■ Teks Pilihan ■
================

Tetapi lebih baik lagi kalau kita tidak merisaukan ke-‘mulia’-an ini. Artinya ?
Urusan mulia atau tidak mulia adalah persepsi yang datangnya dari luar diri.
Jadi, mau disebut orang mulia atau orang jahat. Maka, orang mulia tidak akan
goyah oleh pujian. Kenapa bisa begini ? Karena
orang mulia sudah melatih dirinya untuk menghilangkan kesombongan diri.
Sebab mental sombong ini bisa menutup hati untuk menerima kebaikan. Apapun
kebaikan kalau dinilai oleh orang yang sombong pasti diturunkan nilai
kebaikannya.
Kalau
kita ingin mendapatkan kemuliaan, satu lagi proses yang harus dilalui. Kita
harus mau berubah. Apapun promosi dan bujukan yang baik menurut Anda, tidak
mesti baik juga menurut orang lain. Lantas, proses kedua ini juga masih
bersangkutan dengan hati. Tekad dan kemauan untuk berubah layaknya jalan bagi
setiap tujuan. Kalau jalan sudah tidak disediakan, bagaimana mungkin tujuan
bias tercapai. Konsep yang lebih ampuh lagi apabila kita senantiasa bermohon
kekuatan pada-Nya. Dengan hidayah dan petunjuk-Nya, insya Allah kemauan kita
makin kuat untuk meraih kemuliaan.
Berikutnya adalah proses
untuk memilih dan menentukan. Kita mau dalam golongan mulia atau tersesat,
tergantung bagaimana kita membaca ukurannya. Kalau ukuran kemuliaan hanya dunia
atau finansial belaka, maka mereka membaca kemuliaan dengan ukuran itu juga.
Lain halnya apabila kita membaca kemuliaan dengan harga ‘hakiki’ kemuliaan.
Kemuliaan tidak berhenti seumur manusia di dunia saja. Bagi orang yang beriman,
kemuliaan ‘hakiki’ apabila Tuhan juga memuliakan kita kelak di surga-Nya. Jadi,
jangan luput untuk membaca semua perintah dan larangan-Nya. Laksanakan semua
perintah dan jauhi semua larangan-Nya.

================

(Data yang diambil dari sebuah koleksi)
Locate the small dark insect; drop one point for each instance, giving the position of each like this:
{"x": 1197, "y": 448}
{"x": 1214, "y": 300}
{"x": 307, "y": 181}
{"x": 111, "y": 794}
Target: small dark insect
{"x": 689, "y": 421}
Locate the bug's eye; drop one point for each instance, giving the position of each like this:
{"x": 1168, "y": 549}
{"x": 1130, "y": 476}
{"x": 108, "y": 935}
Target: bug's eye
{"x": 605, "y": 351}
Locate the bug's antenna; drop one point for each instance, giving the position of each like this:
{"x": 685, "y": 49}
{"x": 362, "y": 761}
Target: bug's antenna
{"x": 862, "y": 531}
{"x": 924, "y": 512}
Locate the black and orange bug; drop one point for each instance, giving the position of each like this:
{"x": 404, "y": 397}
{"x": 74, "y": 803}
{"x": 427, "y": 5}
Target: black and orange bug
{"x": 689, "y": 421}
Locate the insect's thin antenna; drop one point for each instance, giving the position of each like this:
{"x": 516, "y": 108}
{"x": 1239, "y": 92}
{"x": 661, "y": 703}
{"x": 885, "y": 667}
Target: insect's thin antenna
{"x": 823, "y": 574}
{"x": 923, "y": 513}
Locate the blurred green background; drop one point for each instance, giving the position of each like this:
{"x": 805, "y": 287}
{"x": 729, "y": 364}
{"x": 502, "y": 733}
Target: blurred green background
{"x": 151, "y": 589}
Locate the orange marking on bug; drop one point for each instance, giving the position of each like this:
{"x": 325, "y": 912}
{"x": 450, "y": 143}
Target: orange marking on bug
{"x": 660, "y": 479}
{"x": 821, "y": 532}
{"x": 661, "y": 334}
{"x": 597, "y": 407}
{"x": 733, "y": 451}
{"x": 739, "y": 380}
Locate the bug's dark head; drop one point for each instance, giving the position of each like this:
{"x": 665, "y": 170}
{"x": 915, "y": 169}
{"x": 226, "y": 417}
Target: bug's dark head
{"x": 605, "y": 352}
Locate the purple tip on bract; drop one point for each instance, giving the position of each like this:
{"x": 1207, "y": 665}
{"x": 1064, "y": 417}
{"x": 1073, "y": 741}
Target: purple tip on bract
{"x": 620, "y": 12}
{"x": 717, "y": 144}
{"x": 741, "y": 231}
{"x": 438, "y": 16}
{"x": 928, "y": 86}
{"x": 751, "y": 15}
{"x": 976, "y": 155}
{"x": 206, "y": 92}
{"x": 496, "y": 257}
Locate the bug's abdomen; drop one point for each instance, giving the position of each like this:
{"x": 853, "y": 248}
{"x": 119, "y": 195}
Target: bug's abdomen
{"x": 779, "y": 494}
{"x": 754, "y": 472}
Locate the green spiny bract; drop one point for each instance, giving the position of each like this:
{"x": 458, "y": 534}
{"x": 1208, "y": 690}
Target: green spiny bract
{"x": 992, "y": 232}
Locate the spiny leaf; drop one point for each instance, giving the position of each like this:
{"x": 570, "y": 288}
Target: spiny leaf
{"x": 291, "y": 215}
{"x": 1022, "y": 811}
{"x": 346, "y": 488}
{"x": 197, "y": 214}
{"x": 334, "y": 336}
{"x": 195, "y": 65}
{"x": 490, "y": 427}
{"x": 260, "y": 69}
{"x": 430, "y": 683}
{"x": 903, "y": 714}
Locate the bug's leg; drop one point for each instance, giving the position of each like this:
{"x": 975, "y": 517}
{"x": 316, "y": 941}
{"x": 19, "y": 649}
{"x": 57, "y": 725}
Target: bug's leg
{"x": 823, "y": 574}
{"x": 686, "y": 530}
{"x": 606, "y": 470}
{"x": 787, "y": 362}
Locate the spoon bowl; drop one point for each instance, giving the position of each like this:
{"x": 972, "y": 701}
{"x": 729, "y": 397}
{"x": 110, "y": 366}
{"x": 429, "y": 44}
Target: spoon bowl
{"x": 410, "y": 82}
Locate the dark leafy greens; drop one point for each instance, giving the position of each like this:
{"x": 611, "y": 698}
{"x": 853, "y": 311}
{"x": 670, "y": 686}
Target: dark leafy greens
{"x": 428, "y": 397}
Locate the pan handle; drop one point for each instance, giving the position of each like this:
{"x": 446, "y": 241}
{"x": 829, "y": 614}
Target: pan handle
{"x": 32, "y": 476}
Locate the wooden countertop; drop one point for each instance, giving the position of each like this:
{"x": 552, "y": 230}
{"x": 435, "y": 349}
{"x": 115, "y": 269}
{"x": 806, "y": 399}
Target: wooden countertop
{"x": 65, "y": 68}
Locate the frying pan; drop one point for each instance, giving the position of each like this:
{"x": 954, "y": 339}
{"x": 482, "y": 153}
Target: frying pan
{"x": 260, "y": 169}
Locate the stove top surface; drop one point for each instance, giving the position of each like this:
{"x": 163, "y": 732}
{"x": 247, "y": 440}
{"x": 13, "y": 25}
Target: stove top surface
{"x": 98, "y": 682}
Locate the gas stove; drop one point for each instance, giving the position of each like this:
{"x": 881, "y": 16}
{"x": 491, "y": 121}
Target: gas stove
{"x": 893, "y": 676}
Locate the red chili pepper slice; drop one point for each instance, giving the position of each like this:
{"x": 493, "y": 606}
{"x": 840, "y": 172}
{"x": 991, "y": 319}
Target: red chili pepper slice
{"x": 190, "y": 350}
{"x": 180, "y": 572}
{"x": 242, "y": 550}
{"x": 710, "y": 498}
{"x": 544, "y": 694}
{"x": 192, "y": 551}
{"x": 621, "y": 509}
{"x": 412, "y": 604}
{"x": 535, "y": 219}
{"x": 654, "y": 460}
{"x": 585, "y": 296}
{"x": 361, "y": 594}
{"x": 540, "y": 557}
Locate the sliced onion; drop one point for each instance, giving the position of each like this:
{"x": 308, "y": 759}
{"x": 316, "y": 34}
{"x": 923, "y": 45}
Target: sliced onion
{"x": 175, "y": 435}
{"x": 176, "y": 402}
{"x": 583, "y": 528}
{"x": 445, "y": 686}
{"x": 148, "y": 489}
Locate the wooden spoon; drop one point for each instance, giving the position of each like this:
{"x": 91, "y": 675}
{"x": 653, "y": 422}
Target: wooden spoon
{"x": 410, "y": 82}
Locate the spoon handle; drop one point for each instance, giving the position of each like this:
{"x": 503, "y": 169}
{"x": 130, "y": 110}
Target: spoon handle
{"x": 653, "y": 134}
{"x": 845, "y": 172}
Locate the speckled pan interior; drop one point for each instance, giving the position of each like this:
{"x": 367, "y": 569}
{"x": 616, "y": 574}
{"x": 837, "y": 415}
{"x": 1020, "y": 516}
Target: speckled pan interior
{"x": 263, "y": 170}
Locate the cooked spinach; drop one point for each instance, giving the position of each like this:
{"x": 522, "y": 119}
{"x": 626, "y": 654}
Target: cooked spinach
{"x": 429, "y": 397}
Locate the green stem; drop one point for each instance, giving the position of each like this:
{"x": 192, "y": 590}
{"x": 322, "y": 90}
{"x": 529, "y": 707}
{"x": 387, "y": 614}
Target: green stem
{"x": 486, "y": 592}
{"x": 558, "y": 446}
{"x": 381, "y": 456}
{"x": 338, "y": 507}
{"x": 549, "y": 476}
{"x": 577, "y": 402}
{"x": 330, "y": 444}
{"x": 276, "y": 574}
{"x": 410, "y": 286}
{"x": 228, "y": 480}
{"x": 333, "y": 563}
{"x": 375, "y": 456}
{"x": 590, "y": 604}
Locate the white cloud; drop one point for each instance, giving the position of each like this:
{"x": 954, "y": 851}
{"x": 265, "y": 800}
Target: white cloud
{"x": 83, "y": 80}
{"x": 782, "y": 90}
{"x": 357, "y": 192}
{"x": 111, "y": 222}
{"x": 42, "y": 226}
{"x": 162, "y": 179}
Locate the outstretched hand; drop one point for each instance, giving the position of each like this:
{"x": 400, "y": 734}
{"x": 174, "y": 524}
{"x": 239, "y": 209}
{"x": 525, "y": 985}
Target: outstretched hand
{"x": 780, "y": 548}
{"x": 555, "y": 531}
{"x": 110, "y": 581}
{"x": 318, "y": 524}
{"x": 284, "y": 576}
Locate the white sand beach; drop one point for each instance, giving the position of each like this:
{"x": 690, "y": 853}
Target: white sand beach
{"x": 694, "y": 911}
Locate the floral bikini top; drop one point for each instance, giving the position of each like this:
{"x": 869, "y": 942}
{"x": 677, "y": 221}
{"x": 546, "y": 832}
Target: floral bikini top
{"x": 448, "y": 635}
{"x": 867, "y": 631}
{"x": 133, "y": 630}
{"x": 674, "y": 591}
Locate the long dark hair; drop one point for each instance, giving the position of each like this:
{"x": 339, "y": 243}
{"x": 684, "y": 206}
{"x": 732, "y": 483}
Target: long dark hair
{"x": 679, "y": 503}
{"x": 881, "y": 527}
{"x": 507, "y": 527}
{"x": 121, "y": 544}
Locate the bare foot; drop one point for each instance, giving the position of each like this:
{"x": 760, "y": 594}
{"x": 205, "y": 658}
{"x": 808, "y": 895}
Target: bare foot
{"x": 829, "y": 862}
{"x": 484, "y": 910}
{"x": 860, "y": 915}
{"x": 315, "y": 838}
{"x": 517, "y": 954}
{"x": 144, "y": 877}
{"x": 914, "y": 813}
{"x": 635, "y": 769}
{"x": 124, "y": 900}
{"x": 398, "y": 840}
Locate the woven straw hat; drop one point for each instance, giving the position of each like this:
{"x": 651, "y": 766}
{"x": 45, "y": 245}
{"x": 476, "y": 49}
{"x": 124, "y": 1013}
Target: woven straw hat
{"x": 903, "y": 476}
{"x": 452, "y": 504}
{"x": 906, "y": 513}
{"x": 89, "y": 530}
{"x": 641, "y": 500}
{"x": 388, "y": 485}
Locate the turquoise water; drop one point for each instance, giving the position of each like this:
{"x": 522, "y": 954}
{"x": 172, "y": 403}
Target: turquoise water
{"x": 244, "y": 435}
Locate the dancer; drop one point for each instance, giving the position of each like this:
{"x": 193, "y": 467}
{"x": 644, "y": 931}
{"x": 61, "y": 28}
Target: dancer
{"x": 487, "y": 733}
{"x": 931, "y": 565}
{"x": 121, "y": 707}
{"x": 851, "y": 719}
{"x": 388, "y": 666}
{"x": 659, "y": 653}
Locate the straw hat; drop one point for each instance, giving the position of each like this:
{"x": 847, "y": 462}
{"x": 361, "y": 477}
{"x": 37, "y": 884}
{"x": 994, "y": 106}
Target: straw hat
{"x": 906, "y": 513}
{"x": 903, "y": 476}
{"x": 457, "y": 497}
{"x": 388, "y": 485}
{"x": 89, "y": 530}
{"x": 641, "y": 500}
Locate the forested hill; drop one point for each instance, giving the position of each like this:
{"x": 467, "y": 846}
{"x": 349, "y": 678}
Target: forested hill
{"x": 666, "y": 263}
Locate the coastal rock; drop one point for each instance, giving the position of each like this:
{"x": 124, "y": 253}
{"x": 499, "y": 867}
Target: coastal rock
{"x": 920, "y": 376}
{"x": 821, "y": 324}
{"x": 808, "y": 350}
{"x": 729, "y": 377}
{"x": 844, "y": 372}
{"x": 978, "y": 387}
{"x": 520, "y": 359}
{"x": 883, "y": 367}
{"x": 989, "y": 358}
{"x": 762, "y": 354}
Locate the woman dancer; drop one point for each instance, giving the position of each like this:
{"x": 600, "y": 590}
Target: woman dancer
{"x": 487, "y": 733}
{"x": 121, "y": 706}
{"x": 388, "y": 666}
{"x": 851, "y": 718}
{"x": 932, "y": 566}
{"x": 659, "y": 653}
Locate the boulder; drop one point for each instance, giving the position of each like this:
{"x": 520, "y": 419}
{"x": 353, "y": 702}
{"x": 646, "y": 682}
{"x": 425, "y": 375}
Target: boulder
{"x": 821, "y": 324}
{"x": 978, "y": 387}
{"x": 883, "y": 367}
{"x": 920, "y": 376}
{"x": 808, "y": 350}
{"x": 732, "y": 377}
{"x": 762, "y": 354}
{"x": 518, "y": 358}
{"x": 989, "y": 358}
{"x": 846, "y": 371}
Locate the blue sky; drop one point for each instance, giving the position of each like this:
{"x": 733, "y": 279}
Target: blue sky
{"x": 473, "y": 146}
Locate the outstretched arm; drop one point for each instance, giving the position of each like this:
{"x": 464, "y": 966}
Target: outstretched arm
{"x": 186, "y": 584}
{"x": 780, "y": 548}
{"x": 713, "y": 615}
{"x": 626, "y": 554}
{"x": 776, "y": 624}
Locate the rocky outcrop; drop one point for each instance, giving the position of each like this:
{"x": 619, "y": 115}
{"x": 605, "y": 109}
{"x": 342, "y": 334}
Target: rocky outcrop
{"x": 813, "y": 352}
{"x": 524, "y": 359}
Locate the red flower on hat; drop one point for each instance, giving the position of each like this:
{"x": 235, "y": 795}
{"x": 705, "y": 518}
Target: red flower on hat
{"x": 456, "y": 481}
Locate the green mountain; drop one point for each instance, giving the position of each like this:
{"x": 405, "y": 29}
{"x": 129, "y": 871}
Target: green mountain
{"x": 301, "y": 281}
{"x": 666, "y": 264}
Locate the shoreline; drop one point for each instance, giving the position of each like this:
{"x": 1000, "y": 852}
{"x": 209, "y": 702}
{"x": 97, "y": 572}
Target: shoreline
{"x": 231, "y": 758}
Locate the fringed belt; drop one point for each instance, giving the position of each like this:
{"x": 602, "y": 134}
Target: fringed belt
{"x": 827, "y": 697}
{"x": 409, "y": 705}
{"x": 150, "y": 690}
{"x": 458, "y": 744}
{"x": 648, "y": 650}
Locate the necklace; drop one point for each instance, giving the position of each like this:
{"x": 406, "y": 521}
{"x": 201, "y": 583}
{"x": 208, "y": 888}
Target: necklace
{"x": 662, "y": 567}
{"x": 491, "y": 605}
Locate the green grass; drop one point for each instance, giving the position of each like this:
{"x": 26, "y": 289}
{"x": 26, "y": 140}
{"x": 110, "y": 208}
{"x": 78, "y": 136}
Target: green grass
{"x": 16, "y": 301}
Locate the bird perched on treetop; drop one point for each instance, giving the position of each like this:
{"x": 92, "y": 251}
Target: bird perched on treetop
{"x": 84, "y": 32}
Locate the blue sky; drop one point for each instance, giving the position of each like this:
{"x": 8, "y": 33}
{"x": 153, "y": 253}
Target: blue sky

================

■ Petunjuk Latihan ■
Salin kembali bagian teks tentang kemuliaan mulai dari "Jadi, mau disebut" sampai dengan "menghilangkan kesombongan diri.", dengan mengganti "pujian" menjadi "sanjungan". Catatan di atas tidak ada hubungannya dengan teks tentang kemuliaan.

■ Hasil ■
Jadi, mau disebut orang mulia atau orang jahat. Maka, orang mulia tidak akan
goyah oleh sanjungan. Kenapa bisa begini ? Karena
orang mulia sudah melatih dirinya untuk menghilangkan kesombongan diri.